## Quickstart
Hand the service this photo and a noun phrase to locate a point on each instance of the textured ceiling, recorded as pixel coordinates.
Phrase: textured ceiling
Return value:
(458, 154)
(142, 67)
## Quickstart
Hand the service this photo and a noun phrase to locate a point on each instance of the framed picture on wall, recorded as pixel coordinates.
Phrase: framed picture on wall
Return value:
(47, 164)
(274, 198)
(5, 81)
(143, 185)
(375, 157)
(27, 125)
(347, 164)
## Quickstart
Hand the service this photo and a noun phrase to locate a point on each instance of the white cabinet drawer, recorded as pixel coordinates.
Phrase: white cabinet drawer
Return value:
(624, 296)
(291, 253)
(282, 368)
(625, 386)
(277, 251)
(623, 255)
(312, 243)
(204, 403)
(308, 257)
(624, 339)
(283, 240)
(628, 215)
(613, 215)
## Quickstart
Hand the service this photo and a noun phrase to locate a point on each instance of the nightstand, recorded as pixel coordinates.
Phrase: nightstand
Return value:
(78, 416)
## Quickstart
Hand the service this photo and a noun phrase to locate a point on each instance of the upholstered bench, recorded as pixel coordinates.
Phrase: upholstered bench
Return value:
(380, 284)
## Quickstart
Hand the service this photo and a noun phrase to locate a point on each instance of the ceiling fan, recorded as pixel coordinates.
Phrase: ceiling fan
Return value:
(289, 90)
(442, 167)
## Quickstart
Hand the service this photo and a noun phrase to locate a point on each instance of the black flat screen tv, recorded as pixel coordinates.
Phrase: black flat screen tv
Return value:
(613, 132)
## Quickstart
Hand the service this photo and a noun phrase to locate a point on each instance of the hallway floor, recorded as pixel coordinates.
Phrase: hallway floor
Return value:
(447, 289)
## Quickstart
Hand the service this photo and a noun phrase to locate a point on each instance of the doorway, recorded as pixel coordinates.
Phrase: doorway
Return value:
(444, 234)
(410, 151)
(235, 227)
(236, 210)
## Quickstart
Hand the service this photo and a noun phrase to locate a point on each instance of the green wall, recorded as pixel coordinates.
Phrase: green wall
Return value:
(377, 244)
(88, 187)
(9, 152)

▶ [What you are asked to do]:
Print every entry exactly.

▶ [Result of the task]:
## Quickstart
Hand the service this photo and a noun phrase to locate a point on each instance of the textured ceiling, recorded as pixel coordinates.
Phrase: textured ceiling
Return value:
(458, 154)
(142, 67)
## Quickstart
Hand the service this photo and a noun phrase to locate a point on each instance of the framed picture on wall, recorded as pixel coordinates.
Phrase: framed picture on wall
Return value:
(47, 164)
(274, 198)
(5, 81)
(143, 185)
(375, 157)
(27, 125)
(347, 164)
## Quickstart
Hand the service this photo and a noun phrase to locate a point on each instance of the white cabinet drawer, recorded as pixel coordinates.
Phrase: white cabinet drawer
Return value:
(624, 296)
(291, 253)
(282, 368)
(625, 386)
(277, 251)
(623, 255)
(312, 243)
(204, 403)
(308, 257)
(624, 339)
(283, 240)
(628, 215)
(613, 215)
## Quickstart
Hand the service this photo and a noun phrase to locate a point on each instance of the nightstand, recorded as pixel coordinates.
Phrase: nightstand
Return value:
(78, 416)
## Quickstart
Hand the service this photo and a noun phrase to locate a point on each instance of the upholstered bench, recorded as pixel coordinates.
Phrase: upholstered bench
Return value:
(380, 284)
## Quickstart
Hand the service this photo and a noun phrase to locate a point on each instance of the ceiling fan, recorded as pixel coordinates.
Phrase: ceiling fan
Return value:
(289, 90)
(442, 167)
## Quickstart
Hand the service this photo and a noun phrase to locate a point on each instance of the black flat screen tv, recorded as pixel coordinates.
Phrase: black flat screen tv
Return value:
(613, 132)
## Quickstart
Hand the service this photo and a noun phrase to locate a point on each instance of the hallway floor, recorded as pixel coordinates.
Phrase: hallway floor
Return value:
(447, 289)
## Quickstart
Hand the service this photo and a noun phrase to locate a point on each instance of the doorway, recorded as pixel coordinates.
Phrase: doorway
Return value:
(444, 234)
(410, 151)
(235, 227)
(236, 210)
## Quickstart
Hand the service this photo and a noun phrase to locate a point on each instance of the green wall, recorded as pixel coordinates.
Phrase: green wall
Return value:
(377, 244)
(88, 187)
(9, 152)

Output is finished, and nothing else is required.